▶ CONSIGNE DONNÉE 1:
Réécrivez les enregistrements depuis leur début jusqu’à la ligne contenant « 42 57 78 83 », incluse, en remplaçant « window » par « door » et en laissant tout le reste inchangé.

▶ EXTRAIT DU TEXTE:
----------------
Kamé Samuel expose sur le 2e sujet, Les adversaires politiques, dans l’après-midi du . Dans son développement, il souligne l’importance, pour une formation politique, de connaître ses adversaires. À ce sujet, deux points lui semblent primordiaux : la connaissance de la doctrine de l’adversaire politique et la connaissance de son mode opératoire. Pour lui, c’est de la connaissance de la doctrine des adversaires politiques qu’on forge mieux l’argumentaire pertinent pour les combattre sur le plan politique. Il illustre cette évidence par une brève revue épistémologique marxiste et capitaliste, et par cette observation : « Lorsque le marxiste veut attaquer la religion, c’est de la Bible qu’il tire le plus puissant de ses pamphlets[20]. » Sur le mode opératoire, il constate que la rhétorique est l’arme la plus redoutable et la plus efficace utilisée par les adversaires politiques. Il recommande d’utiliser la même arme à rebours pour contrer les adversaires politiques. Pour étayer ses recommandations sur ce point, il observe entre autres que : « Pour ruiner le capitalisme, Marx et Engels ont condensé dans le « Manifeste du Parti communiste » leur doctrine en formules percutantes[21]. » Il observe ensuite qu’après la rhétorique, la lutte armée est le deuxième moyen pour combattre les adversaires politiques. Dans son propos, c’est cette arme « affreuse » qui est utilisée à l’époque par certains de ceux qui combattent son parti. Il avait en effet terminé son exposé de la matinée par ces propos : « Ces adversaires, leur intransigeance, la lutte à laquelle ils nous contraignent, feront l’objet de notre prochaine causerie, de notre causerie de cet après-midi. »[21]. »

Face à l’intransigeance politique des adversaires de l’UC, Kamé Samuel recommande dans son exposé aux stagiaires de son parti d’opposer, d’une part, la même intransigeance politique en réaffirmant inlassablement les positions du parti et les thèmes fondamentaux qui inspirent son action, et d’autre part, une contre-propagande destinée entre autres à les déconsidérer. Face à la lutte armée à laquelle les adversaires de l’UC le contraignent, Kamé Samuel recommande à son parti de ne pas hésiter, en raison de leurs méthodes terroristes et pour des raisons d’efficacité militaire, à constituer des milices de jeunes en s’inspirant des méthodes et du mode opératoire que les partis de type fasciste ont historiquement utilisés: « répéter les thèmes de l'adversaire, l'attaquer, le discréditer, le ridiculiser en répandant des histoires, créer un climat de force, avec des milices des deux sexes, et ne pas hésiter à copier les méthodes fascistes, avec squads, sections, compagnies, bataillons, régiments, divisions »[22],[23],[24]. Cet exposé de Kamé Samuel a suscité de nombreuses critiques. Il est souvent présenté comme l’illustration du caractère « fasciste » du régime politique d’Ahmadou Ahidjo.
----------------
▶ DONNÉES FOURNIES:
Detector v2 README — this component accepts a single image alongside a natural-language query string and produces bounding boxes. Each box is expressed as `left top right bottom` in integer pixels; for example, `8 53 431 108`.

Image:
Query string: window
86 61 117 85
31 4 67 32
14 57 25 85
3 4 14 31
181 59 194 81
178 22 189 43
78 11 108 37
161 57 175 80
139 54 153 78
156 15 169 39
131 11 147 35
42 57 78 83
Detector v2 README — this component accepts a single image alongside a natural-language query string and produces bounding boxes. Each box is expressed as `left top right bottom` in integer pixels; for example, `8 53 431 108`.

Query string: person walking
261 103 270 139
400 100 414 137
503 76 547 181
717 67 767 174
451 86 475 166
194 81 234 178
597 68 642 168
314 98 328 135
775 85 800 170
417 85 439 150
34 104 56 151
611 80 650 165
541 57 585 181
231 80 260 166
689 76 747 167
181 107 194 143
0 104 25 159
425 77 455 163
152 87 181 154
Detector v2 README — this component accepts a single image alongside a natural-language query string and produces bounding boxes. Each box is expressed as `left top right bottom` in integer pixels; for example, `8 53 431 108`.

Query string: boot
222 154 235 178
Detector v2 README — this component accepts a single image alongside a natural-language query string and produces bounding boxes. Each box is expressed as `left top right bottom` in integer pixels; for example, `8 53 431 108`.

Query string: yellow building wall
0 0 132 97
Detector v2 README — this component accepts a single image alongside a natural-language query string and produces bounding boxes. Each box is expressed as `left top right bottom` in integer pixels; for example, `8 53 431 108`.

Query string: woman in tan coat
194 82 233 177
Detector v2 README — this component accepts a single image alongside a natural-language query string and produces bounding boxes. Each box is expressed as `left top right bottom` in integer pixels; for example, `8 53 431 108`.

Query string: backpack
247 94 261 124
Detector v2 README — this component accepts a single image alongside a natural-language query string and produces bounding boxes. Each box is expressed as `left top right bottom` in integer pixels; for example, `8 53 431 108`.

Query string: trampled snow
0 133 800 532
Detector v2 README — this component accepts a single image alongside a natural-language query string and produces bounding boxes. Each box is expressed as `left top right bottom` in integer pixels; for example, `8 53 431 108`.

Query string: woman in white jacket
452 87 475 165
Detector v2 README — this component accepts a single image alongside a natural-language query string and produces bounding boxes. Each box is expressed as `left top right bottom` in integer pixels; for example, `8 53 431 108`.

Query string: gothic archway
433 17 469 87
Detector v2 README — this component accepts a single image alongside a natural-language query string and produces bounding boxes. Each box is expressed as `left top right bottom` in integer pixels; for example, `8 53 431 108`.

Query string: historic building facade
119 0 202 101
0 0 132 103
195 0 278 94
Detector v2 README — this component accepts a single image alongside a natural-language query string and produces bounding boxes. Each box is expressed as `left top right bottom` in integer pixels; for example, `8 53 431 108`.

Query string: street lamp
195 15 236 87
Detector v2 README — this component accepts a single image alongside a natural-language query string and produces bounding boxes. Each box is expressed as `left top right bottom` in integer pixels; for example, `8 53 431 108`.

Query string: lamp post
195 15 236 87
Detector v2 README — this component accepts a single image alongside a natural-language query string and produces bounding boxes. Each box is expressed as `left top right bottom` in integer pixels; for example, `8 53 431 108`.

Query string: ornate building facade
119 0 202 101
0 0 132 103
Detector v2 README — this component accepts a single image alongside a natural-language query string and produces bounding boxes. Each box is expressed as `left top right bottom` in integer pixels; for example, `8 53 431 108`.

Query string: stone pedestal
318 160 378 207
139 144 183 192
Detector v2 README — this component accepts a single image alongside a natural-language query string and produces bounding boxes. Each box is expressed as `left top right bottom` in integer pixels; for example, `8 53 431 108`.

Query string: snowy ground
----------------
▶ CONSIGNE DONNÉE 2:
Rédigez la suite du texte sur l’exposé de Kamé Samuel consacré aux adversaires politiques, en reprenant après sa dernière phrase.

▶ CORRIGÉ 1:
Detector v2 README — this component accepts a single image alongside a natural-language query string and produces bounding boxes. Each box is expressed as `left top right bottom` in integer pixels; for example, `8 53 431 108`.

Image:
Query string: door
86 61 117 85
31 4 67 32
14 57 25 85
3 4 14 31
181 59 194 81
178 22 189 43
78 11 108 37
161 57 175 80
139 54 153 78
156 15 169 39
131 11 147 35
42 57 78 83

▶ CORRIGÉ 2:
Dans son livre intitulé L’État au Cameroun, paru aux Presses de la Fondation Nationale des Sciences Politiques en 1984, évoquant la réponse préconisée par l’UC pour lutter contre le terrorisme qui sévit à l’époque au Cameroun, Jean-François Bayart écrit ceci en note de bas de page 203-no 43 : « Le plus explicite en ce domaine fut M. Kamé, devant le premier séminaire de l’Union camerounaise en 1961. Son exposé (« L’UC doit-elle être un parti de masse ou un parti d’élite : la mobilisation des masses ; les adversaires politiques ») in Union camerounaise, 1er stage de formation des responsables de l’Union camerounaise, du 1er au 6 août 1961, s.l., s.d. [1961]) a souvent été utilisé par les opposants au régime de M. Ahidjo pour en démontrer la nature « fasciste ». Non sans une once de mauvaise foi : M. Kamé, dans son exposé, se voulait objectif et scientifique, s’appuyant implicitement, comme dans ses autres interventions, sur l’œuvre de M. Duverger ; il citait effectivement le modèle des formations fascistes mais pour y assimiler l’UPC, et parlait également des partis communistes. En définitive, il n’y avait que ses considérations sur les techniques d’encadrement et de propagande qui étaient quelque peu compromettantes : M. Kamé appelait l’Union camerounaise à « faire prédominer son « climat de force » » (Ibid., p. 108), tout comme M. Moussa Yaya avait invité les « ucistes », lors du congrès de Maroua, à « créer chez nous la cohésion et l’enthousiasme, chez nos ennemis le désordre et la peur (« Rapport du secrétaire général du comité directeur » in Union camerounaise, IIIe congrès du parti politique de l’Union camerounaise tenu à Maroua les 22, 23, 24 et 25 septembre 1960, Alençon, Imprimerie alençonnaise, s.d. [1960]). »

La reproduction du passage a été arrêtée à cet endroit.